YOUR TASK: Report, from the records below, every line where the word "black" appears.

INFORMATION SHOWN:
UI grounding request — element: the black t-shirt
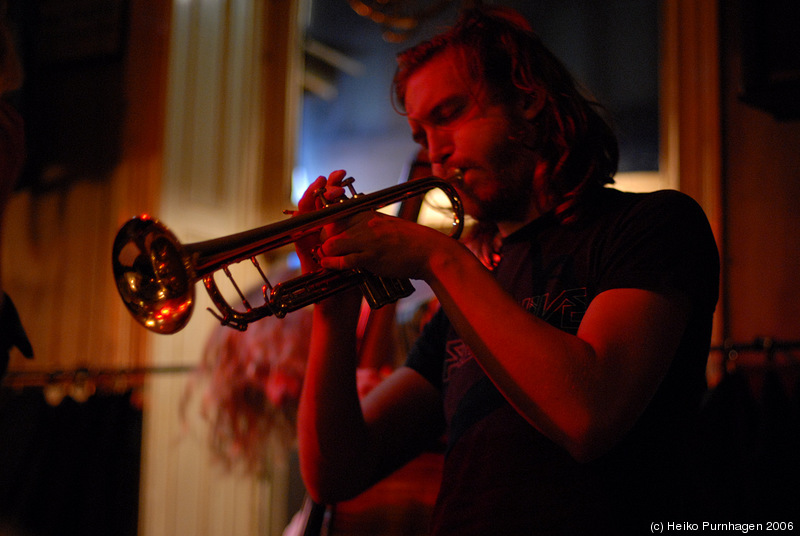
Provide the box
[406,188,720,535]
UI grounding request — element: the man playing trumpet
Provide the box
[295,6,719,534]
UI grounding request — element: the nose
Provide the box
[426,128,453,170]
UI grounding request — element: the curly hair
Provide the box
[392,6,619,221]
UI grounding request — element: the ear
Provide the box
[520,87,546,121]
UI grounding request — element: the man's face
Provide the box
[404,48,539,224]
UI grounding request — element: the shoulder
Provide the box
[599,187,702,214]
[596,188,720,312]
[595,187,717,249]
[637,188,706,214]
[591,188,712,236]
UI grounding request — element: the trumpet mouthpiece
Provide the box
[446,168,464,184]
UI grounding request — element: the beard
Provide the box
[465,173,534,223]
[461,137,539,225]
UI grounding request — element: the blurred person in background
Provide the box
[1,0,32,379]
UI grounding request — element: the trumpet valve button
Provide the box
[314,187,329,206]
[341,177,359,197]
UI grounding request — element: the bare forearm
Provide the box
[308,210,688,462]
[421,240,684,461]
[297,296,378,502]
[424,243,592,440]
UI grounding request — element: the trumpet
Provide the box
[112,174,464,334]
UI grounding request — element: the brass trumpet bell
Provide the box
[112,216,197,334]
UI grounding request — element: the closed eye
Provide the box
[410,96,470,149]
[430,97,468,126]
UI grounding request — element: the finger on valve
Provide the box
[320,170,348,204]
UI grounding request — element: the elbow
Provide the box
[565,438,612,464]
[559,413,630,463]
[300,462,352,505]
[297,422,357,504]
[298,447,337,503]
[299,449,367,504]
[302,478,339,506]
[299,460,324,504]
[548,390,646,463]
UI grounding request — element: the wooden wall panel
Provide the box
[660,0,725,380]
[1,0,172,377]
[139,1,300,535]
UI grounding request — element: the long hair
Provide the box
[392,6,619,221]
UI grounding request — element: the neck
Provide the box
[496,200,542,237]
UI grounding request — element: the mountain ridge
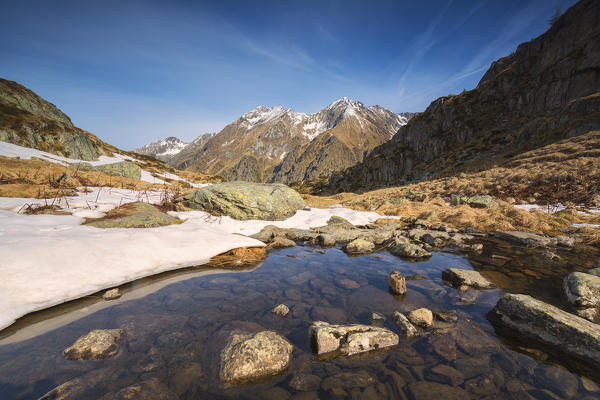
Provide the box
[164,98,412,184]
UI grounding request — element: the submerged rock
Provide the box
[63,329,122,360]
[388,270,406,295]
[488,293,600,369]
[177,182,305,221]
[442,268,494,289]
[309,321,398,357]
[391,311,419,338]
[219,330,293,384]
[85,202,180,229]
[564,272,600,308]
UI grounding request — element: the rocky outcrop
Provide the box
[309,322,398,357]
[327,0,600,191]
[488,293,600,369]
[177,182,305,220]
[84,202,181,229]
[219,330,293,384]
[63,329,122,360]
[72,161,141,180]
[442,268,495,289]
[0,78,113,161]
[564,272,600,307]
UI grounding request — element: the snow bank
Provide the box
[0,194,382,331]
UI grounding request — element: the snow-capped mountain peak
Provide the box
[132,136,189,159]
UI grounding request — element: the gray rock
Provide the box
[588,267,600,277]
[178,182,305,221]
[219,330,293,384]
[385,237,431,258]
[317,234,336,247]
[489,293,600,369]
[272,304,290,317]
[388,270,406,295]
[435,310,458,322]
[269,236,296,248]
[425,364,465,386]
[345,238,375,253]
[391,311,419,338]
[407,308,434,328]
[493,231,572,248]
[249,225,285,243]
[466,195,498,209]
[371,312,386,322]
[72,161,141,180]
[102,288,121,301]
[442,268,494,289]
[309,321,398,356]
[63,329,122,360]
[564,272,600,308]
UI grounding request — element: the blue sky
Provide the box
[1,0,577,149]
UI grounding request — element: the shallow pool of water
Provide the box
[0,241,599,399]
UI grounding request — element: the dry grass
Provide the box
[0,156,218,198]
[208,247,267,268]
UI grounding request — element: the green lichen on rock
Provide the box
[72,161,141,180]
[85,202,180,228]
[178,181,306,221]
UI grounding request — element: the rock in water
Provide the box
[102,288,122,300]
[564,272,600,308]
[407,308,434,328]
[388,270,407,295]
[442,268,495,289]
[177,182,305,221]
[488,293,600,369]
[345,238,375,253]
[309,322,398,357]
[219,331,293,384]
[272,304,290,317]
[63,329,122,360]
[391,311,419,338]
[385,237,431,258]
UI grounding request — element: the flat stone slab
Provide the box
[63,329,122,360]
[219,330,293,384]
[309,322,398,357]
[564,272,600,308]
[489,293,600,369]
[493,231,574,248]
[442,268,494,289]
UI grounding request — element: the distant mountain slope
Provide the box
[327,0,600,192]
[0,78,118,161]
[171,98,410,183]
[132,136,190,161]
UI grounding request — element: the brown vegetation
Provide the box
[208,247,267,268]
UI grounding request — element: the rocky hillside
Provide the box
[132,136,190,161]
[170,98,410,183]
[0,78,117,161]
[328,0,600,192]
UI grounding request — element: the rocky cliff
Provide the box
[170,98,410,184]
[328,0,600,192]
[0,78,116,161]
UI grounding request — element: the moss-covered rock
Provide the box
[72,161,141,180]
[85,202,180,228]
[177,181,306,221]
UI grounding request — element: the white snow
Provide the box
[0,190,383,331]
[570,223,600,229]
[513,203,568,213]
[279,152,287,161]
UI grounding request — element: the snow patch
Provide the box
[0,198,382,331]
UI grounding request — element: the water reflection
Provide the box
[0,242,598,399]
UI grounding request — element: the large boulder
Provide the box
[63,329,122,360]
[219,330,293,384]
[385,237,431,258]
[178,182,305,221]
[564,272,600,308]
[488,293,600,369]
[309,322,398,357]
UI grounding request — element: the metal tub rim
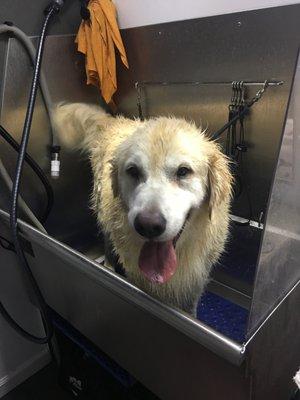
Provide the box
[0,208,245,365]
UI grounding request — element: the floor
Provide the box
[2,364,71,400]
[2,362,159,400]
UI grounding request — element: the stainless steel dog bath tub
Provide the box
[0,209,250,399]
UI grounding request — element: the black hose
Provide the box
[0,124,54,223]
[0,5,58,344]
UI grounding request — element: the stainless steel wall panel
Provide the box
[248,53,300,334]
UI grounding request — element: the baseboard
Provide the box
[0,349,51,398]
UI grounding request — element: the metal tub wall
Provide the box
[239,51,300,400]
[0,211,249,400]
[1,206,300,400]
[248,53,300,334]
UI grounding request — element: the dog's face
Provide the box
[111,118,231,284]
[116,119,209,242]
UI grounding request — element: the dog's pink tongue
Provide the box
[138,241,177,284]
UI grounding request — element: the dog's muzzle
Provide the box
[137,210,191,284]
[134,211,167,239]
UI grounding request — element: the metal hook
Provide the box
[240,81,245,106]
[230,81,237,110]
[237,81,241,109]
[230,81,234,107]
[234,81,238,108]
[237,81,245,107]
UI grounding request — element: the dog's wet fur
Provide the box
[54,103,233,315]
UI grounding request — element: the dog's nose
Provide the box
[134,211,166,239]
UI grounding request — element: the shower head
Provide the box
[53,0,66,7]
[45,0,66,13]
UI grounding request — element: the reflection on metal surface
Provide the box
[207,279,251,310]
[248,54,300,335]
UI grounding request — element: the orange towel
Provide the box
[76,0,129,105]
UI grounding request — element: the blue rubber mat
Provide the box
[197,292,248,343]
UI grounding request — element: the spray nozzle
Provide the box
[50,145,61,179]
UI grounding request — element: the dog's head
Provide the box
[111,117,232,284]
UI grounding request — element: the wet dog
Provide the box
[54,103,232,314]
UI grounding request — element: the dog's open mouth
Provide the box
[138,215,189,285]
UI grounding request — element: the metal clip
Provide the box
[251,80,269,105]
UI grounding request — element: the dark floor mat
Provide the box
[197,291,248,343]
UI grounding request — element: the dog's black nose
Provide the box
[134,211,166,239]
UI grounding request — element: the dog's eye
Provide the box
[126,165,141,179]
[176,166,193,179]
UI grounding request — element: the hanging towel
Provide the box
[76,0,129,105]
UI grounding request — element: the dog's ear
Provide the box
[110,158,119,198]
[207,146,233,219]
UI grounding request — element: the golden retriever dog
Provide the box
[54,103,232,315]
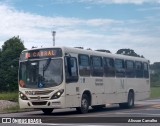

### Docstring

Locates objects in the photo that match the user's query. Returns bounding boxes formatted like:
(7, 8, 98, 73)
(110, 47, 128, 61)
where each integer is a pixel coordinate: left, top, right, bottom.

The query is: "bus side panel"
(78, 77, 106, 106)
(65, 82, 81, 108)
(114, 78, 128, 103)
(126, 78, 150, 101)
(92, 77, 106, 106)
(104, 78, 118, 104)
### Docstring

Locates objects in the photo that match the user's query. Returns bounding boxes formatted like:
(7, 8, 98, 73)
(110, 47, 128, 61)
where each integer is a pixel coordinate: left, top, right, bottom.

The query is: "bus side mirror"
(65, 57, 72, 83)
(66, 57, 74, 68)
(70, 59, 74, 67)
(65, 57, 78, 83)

---

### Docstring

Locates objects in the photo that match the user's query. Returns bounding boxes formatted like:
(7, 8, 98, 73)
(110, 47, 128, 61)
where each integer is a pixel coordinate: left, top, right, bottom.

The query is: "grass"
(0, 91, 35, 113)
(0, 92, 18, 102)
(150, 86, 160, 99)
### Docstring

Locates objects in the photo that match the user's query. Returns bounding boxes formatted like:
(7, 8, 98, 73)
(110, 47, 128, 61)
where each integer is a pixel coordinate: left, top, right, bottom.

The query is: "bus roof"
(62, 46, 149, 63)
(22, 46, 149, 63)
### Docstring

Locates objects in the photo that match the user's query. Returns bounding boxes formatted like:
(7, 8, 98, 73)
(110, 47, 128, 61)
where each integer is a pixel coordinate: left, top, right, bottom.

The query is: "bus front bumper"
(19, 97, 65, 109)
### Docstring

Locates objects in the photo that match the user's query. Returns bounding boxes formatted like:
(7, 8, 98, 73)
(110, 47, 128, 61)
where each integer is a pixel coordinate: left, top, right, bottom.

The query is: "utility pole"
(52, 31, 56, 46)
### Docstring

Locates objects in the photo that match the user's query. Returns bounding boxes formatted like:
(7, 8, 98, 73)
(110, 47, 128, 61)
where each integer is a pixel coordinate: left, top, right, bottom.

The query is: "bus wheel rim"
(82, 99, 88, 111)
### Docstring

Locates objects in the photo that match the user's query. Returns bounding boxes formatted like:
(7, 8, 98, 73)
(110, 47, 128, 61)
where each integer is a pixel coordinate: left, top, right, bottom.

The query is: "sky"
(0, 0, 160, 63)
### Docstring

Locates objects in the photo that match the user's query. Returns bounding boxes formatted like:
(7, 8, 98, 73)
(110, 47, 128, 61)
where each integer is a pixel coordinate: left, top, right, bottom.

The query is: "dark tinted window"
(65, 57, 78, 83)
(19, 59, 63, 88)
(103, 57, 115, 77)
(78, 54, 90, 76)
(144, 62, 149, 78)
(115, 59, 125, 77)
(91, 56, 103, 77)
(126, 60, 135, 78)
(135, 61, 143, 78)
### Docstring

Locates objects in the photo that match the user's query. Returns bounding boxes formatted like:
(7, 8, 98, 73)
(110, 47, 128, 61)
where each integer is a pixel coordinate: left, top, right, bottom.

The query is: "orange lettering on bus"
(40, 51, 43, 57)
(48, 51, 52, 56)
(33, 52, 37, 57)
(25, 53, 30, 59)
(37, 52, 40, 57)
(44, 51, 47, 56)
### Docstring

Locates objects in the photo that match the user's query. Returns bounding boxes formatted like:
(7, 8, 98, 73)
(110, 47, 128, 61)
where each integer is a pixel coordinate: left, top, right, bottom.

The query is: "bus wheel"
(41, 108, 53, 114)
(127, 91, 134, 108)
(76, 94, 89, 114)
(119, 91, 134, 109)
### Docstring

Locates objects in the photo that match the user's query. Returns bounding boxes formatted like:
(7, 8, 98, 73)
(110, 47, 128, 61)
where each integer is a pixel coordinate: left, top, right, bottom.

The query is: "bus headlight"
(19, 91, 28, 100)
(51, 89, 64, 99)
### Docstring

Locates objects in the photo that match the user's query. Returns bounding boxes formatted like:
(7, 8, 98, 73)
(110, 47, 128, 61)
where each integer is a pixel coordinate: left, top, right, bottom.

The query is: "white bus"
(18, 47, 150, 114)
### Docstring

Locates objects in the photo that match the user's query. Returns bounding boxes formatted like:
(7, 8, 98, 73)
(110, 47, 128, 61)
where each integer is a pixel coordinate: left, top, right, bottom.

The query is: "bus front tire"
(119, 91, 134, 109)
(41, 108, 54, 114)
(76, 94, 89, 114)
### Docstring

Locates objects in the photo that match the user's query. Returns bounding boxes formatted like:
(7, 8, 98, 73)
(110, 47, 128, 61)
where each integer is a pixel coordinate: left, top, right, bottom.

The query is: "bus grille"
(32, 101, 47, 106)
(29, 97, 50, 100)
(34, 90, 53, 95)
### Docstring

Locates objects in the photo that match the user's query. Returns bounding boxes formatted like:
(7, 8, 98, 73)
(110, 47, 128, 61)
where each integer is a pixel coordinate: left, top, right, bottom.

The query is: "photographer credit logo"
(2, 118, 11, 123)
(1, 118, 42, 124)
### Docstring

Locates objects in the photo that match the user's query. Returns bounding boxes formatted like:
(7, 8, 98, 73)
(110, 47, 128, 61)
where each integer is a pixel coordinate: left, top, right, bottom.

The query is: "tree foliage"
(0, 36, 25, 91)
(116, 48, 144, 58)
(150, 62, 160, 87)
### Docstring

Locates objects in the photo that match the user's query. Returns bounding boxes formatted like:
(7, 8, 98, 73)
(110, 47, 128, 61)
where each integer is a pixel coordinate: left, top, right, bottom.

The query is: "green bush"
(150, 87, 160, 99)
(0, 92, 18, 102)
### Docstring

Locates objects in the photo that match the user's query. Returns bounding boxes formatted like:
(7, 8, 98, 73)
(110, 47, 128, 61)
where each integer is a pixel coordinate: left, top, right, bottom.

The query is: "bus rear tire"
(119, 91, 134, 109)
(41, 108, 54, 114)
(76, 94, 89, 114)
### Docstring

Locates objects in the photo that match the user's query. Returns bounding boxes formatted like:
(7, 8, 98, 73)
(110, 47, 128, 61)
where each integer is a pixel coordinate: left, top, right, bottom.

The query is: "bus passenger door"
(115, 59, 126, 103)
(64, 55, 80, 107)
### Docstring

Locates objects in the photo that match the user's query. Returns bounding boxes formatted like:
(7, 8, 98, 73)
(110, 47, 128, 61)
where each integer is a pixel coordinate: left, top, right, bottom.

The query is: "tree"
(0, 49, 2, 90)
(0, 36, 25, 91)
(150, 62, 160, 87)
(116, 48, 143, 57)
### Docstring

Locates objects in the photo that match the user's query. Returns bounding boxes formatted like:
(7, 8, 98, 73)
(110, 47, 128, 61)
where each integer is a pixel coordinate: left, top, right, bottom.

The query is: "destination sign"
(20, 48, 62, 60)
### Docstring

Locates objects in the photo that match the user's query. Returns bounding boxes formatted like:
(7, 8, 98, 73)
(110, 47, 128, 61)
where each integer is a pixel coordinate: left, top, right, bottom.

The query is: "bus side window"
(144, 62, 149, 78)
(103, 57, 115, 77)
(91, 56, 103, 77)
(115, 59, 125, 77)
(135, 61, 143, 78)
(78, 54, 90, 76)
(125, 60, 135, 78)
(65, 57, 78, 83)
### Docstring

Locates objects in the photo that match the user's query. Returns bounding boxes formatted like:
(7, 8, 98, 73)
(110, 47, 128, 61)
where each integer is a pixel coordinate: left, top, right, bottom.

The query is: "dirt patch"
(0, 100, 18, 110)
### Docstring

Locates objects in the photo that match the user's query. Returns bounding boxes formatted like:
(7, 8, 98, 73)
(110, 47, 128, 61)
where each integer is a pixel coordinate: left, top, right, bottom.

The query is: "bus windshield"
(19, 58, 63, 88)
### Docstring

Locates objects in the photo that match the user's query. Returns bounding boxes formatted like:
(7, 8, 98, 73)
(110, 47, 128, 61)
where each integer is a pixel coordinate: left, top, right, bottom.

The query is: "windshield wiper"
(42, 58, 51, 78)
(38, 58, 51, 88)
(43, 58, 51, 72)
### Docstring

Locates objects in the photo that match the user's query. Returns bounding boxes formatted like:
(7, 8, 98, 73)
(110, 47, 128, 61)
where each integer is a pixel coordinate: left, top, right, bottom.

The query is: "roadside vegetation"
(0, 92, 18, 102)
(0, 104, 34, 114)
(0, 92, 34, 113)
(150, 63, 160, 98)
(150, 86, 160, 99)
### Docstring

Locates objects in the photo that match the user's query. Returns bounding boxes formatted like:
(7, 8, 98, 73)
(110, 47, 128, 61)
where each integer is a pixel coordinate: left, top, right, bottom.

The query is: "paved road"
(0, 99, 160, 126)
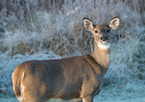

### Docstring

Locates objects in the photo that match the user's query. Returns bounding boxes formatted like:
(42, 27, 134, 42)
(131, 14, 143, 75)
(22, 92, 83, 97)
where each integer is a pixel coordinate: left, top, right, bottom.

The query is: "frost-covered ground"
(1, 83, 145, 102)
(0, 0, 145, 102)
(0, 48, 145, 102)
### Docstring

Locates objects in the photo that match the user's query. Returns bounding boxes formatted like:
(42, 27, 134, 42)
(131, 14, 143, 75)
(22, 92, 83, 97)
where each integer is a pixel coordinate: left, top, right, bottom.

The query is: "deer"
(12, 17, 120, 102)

SOLUTION:
UI grounding request — element: the black t-shirt
UI grounding request — element: the black hose
UI grounding request — element: the dog's black nose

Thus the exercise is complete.